_Exercise objective_
Find "to the tire" in the records that follow; print that line and each subsequent line through the last one, verbatim and with nothing added.

_Available records_
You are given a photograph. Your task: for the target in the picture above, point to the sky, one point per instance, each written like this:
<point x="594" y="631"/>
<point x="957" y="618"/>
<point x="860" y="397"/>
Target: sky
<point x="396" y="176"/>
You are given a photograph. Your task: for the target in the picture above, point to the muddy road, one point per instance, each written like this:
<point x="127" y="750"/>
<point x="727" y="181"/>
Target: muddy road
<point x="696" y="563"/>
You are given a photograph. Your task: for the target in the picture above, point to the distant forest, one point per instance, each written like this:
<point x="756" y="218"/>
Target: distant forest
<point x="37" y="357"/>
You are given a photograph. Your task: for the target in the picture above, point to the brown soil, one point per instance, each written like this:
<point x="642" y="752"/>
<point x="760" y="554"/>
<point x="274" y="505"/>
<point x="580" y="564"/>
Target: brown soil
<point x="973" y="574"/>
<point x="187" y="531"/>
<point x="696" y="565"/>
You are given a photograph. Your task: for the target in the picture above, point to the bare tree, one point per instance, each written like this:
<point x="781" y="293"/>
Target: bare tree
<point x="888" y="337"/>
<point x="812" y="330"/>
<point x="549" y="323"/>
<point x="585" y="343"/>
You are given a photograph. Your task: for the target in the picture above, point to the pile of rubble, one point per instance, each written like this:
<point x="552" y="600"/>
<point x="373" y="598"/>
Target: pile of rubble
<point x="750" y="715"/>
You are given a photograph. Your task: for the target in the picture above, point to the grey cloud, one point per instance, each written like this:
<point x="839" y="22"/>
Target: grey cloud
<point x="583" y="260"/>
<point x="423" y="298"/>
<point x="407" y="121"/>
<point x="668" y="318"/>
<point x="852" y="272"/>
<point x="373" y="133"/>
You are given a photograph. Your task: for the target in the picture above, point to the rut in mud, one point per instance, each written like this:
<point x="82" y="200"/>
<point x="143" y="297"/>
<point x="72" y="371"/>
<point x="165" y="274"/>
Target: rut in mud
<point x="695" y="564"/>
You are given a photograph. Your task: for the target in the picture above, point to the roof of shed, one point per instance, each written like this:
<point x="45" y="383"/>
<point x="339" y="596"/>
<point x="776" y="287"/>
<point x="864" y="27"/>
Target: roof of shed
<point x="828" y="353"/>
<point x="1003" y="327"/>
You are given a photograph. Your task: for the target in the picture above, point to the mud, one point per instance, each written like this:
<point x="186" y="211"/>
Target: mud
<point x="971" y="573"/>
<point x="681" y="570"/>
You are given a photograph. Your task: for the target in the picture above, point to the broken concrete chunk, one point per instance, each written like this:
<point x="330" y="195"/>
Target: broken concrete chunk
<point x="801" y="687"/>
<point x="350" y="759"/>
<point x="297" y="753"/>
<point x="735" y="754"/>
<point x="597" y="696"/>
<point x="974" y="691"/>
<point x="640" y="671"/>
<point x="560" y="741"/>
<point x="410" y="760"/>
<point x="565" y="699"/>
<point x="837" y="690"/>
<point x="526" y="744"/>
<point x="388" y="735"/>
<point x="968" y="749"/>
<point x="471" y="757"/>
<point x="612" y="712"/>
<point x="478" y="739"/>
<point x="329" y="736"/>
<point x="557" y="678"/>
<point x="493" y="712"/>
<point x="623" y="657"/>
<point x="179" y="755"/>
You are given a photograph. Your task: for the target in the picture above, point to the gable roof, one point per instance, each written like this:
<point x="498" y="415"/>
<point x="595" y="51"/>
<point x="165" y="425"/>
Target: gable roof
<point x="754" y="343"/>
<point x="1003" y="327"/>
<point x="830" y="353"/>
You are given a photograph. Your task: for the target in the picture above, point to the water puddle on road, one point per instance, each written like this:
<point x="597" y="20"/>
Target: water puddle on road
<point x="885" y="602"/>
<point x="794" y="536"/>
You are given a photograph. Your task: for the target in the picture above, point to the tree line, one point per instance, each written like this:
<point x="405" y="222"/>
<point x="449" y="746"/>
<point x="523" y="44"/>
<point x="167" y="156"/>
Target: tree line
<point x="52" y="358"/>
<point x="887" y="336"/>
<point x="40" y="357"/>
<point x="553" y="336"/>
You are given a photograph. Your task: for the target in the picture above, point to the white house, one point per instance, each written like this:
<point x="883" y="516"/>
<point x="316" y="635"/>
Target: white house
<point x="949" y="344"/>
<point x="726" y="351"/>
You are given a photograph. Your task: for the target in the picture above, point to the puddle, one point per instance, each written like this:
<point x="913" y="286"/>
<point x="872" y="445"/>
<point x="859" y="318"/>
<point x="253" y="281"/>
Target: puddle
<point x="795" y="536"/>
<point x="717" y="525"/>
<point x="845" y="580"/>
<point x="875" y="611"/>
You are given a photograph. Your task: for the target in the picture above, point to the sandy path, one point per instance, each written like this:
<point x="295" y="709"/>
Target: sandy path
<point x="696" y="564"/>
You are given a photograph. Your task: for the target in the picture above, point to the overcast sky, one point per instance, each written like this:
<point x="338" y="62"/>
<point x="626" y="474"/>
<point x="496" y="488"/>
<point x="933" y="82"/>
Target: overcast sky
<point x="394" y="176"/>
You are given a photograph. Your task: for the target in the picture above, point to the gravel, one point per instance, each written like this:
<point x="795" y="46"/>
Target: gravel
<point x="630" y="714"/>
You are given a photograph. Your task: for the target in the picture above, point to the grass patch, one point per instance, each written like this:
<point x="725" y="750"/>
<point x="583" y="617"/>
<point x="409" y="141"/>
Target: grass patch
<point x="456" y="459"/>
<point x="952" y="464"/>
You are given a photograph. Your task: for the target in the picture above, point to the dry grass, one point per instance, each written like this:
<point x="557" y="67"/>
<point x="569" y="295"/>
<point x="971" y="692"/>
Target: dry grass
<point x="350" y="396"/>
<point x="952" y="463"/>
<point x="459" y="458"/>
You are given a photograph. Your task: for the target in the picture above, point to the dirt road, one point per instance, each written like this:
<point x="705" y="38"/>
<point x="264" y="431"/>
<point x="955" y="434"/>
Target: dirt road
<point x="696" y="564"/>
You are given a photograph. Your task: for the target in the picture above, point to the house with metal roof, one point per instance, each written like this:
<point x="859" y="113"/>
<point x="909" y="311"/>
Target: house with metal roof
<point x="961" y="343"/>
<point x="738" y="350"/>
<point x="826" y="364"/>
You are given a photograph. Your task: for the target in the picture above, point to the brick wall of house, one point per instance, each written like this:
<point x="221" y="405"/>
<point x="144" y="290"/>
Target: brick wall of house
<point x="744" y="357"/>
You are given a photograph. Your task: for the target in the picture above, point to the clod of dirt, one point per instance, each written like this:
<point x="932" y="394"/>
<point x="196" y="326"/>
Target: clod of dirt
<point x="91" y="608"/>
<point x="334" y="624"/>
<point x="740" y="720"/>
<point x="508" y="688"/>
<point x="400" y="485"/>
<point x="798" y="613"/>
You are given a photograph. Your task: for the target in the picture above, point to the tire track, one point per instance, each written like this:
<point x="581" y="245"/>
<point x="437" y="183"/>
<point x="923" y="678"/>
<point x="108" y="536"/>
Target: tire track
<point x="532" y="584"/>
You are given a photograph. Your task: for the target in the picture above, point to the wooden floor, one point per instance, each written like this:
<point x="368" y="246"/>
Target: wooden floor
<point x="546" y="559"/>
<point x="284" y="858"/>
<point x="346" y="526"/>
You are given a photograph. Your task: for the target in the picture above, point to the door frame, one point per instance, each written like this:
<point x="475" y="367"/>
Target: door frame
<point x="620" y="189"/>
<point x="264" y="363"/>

_Response to this exercise_
You are given a photograph. Your task: for the target in the picture above, point to the tire track, one point per instance, each written like this:
<point x="581" y="245"/>
<point x="437" y="183"/>
<point x="923" y="678"/>
<point x="108" y="536"/>
Target: tire track
<point x="532" y="584"/>
You are given a photograph. Your task: for the target in the picture above, point to the wooden floor, one point per instance, each written like this:
<point x="368" y="246"/>
Target: wooden floor
<point x="546" y="559"/>
<point x="284" y="858"/>
<point x="346" y="526"/>
You are given a photograph. Your task: for the target in the picture above, point to the door frame, one point per instance, each written like this:
<point x="475" y="367"/>
Target: door frame
<point x="620" y="189"/>
<point x="264" y="363"/>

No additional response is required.